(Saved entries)

__________

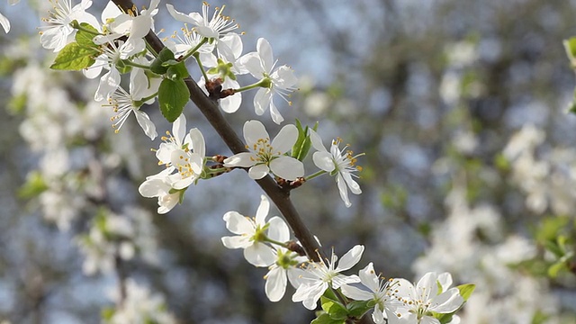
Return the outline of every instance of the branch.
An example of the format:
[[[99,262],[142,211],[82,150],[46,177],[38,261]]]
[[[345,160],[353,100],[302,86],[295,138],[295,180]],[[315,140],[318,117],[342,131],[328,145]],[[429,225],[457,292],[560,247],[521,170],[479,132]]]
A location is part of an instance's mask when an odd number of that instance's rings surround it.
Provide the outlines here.
[[[116,5],[120,6],[123,11],[128,11],[134,6],[134,4],[130,0],[113,0]],[[162,40],[150,31],[146,35],[146,41],[156,50],[160,52],[164,48]],[[220,111],[217,101],[210,99],[202,89],[198,86],[196,82],[191,77],[184,79],[188,90],[190,91],[190,100],[198,107],[200,112],[206,117],[208,122],[216,130],[220,137],[224,143],[230,148],[233,154],[246,152],[244,142],[236,134],[234,130],[230,127],[230,123],[224,119],[224,116]],[[306,228],[306,225],[302,222],[298,212],[294,208],[294,205],[290,200],[290,191],[284,190],[277,185],[276,182],[270,176],[266,176],[263,179],[256,180],[256,183],[262,190],[270,197],[274,203],[278,208],[278,211],[284,217],[292,231],[294,236],[300,240],[300,243],[304,248],[308,257],[313,261],[320,261],[320,256],[325,257],[322,251],[320,249],[320,246],[312,233]]]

__________

▶ Goal
Copy out every one of the saved entries above verbatim, omitting the pictures.

▶ Reply to the task
Return the outline of every instance of the branch.
An example of the format:
[[[99,262],[142,211],[82,150],[46,177],[38,261]]]
[[[345,160],[353,100],[302,86],[295,138],[295,180]],[[315,140],[318,117],[342,131],[328,145]],[[429,225],[457,292],[560,247],[521,170],[479,132]]]
A location is part of an instance's mask when an odd number of that instance's rings surround it.
Provide the outlines here.
[[[116,5],[120,6],[123,11],[128,11],[134,6],[134,4],[130,0],[113,0]],[[162,40],[150,31],[146,35],[146,41],[156,50],[160,52],[164,48]],[[220,111],[217,101],[210,99],[202,89],[198,86],[196,82],[191,77],[184,79],[188,90],[190,91],[190,100],[198,107],[200,112],[206,117],[208,122],[216,130],[220,137],[224,143],[230,148],[233,154],[246,152],[244,142],[236,134],[234,130],[230,127],[230,123],[224,119],[224,116]],[[306,228],[306,225],[302,222],[298,212],[294,208],[294,205],[290,200],[290,191],[284,190],[277,185],[276,182],[270,176],[266,176],[263,179],[256,180],[256,183],[262,190],[270,197],[274,203],[278,208],[278,211],[284,217],[292,231],[294,236],[300,240],[300,243],[304,248],[308,257],[313,261],[320,261],[320,256],[325,257],[322,251],[320,249],[320,246],[312,233]]]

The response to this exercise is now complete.